_Task list_:
**A)** According to the blog post, where did the writer eat with Mom and Chris?
**B)** Rewrite the blog post from "Dead on the Inside..." to "a photo of!", substituting "phone" for "camera".
**C)** Continue the blog post past its final sentence.

_Excerpted passage_:
** Begin **

Monday, March 31, 2008

Dead on the Inside...

...a running joke between Manoj and me, although now more broadly applicable as Jenn is getting in on the action. Yesterday at Sunita, the three of us toasted to becoming even more 'dead on the inside' than we are already. It has much less to do with being cavalier, or nihilistic, than with becoming more impervious to the shocks and bruises of life, to which we feel so sensitive. I think it paves the way to some good things. An empty heart yearns to create. And can forget, with time, rejection.

I brought out my camera last night, for some fun. A reason I feel so impatient with Facebook and the kids of today - nothing really happens unless documented and minutely pored over. As in, I'd like to be living in God's good graces, and so am trying to live joyfully and thankfully in every moment of every day. It's not something you can take a photo of!

Today I got a facial. Much needed! Also, Mom and Chris drove down - we ate at Moim. Highly touted, and yet really not as satisfying to the soul as the directness (and bustle) of Kun Jip.

** End **

_Record extracts_:
** Begin **

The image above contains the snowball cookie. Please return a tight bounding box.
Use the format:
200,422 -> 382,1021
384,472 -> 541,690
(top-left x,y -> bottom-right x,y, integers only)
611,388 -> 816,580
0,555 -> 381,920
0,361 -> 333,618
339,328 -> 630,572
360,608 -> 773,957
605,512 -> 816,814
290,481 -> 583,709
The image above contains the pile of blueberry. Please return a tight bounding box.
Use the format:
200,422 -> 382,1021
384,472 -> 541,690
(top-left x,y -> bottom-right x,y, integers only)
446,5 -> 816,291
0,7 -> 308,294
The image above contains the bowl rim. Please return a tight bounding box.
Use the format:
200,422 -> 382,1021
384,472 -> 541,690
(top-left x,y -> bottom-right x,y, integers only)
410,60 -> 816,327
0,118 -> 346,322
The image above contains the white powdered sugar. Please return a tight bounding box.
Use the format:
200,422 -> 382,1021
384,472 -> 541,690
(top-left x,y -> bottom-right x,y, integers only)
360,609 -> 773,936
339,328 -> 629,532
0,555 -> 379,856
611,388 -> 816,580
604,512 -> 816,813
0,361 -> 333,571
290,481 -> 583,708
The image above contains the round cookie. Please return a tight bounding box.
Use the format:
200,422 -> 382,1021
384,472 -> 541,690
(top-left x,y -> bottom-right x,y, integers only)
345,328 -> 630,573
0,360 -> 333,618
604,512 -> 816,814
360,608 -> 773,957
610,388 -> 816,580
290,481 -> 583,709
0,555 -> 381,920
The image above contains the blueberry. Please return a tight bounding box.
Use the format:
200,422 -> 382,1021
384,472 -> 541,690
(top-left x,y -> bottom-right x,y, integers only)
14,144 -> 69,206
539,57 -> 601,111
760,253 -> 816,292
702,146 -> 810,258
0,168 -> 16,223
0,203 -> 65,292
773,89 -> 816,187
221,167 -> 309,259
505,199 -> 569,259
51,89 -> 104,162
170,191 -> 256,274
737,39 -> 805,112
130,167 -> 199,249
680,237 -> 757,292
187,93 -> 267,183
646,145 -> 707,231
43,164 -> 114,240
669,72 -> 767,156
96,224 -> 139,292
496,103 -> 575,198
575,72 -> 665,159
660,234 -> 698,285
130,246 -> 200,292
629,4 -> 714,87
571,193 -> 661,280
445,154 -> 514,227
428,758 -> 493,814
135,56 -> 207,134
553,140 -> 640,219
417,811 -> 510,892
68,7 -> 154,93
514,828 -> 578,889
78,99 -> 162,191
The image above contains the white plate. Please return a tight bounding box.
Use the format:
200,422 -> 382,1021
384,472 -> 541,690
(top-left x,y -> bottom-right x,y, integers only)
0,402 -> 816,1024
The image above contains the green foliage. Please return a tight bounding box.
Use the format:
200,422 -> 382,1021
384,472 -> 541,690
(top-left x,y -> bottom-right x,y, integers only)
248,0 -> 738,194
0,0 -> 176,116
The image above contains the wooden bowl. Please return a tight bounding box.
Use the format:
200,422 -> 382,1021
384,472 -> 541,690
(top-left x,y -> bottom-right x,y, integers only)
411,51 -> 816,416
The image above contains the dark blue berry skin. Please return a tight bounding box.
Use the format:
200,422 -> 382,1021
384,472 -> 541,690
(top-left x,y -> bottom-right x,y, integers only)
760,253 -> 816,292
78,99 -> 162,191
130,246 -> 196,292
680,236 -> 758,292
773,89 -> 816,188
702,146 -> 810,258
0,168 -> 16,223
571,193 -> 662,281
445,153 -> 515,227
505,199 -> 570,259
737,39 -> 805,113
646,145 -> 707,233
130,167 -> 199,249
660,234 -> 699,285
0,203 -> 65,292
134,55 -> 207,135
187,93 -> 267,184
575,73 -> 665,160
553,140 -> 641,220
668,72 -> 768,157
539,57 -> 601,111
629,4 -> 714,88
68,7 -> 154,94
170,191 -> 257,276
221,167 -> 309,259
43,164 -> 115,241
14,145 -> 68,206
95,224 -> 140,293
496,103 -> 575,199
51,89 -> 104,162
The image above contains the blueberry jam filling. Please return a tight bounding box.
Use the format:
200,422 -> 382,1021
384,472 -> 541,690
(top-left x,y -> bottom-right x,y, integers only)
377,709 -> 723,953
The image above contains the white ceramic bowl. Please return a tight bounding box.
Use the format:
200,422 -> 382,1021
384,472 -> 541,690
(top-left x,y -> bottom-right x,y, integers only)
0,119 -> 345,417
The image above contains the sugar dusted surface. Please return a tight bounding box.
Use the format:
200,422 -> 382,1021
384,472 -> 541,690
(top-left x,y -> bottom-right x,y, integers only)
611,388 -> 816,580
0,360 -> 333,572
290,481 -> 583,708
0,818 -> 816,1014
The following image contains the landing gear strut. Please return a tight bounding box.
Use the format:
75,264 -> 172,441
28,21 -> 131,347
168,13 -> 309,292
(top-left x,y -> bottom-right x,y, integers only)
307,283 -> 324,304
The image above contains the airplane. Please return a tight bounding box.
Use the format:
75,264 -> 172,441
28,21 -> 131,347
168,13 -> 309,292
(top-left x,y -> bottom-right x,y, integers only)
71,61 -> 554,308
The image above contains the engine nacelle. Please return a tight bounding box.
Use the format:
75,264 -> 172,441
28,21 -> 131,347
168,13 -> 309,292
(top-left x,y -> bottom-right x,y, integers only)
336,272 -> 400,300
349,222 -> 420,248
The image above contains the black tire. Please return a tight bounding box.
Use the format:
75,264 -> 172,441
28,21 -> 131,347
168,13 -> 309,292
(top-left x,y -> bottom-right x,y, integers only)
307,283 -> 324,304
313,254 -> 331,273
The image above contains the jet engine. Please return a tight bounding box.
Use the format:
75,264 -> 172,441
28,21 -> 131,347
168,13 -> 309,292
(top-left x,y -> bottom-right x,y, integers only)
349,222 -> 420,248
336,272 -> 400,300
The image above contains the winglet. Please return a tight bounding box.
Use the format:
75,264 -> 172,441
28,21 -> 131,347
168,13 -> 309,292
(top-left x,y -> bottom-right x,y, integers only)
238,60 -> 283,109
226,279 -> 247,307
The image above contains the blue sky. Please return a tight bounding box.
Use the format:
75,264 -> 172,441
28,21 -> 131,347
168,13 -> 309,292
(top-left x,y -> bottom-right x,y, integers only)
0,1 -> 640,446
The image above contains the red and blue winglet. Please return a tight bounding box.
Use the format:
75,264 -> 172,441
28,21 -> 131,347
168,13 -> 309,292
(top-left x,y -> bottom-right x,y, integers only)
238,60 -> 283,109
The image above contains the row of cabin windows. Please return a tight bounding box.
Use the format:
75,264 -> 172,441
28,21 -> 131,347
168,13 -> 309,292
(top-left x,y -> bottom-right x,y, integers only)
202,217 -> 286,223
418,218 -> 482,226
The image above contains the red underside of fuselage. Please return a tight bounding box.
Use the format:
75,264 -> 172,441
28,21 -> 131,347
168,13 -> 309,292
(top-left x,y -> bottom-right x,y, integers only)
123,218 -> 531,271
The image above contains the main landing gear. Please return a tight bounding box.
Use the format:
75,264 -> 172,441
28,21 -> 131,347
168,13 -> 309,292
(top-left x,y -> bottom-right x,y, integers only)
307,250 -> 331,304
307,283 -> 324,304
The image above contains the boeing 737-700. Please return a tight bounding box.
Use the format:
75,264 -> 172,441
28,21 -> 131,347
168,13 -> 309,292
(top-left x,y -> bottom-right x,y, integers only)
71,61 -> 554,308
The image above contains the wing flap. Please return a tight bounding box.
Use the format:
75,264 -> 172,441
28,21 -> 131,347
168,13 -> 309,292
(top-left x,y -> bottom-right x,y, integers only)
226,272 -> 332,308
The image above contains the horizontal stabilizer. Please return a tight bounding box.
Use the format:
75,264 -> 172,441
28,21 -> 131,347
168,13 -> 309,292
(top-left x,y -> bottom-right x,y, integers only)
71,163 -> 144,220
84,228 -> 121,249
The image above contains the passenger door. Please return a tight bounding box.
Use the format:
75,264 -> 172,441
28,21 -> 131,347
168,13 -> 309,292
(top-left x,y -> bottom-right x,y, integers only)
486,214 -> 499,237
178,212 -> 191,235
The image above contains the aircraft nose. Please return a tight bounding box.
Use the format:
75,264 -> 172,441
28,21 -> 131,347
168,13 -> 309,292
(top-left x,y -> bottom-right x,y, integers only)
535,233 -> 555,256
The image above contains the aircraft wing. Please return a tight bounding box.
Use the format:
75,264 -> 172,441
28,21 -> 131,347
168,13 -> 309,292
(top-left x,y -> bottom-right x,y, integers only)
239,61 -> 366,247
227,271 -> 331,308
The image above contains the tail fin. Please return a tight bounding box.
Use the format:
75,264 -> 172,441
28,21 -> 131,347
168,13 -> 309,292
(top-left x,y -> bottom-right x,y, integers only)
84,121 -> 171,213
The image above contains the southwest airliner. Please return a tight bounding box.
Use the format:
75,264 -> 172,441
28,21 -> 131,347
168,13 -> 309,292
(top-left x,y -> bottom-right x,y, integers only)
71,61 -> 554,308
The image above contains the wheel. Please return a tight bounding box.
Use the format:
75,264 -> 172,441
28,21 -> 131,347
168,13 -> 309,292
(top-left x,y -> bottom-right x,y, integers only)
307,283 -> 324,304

** End **

_Answers given_:
**A)** At Moim.

**B)**
Dead on the Inside...

...a running joke between Manoj and me, although now more broadly applicable as Jenn is getting in on the action. Yesterday at Sunita, the three of us toasted to becoming even more 'dead on the inside' than we are already. It has much less to do with being cavalier, or nihilistic, than with becoming more impervious to the shocks and bruises of life, to which we feel so sensitive. I think it paves the way to some good things. An empty heart yearns to create. And can forget, with time, rejection.

I brought out my phone last night, for some fun. A reason I feel so impatient with Facebook and the kids of today - nothing really happens unless documented and minutely pored over. As in, I'd like to be living in God's good graces, and so am trying to live joyfully and thankfully in every moment of every day. It's not something you can take a photo of!

**C)**
Saturday, March 22, 2008

The Power of Art

I've been querulous and second-guessing everything there is to second-guess this week. Nothing seems to make sense, and everything happens too slowly to satisfy me.

But this afternoon I cajoled Adam into skipping work 'early' and we watched "Contempt" at Film Forum. Somehow my soul feels full of warmth, callousness, and art. I feel a bit better equipped to deal with this weekend.

Sexy Can I?

Sunday, March 16, 2008

The Changing of the Seasons

Have you ever felt so alive
That you threw out the pizza from the night before
Turned on the radio
And your heart began to sing?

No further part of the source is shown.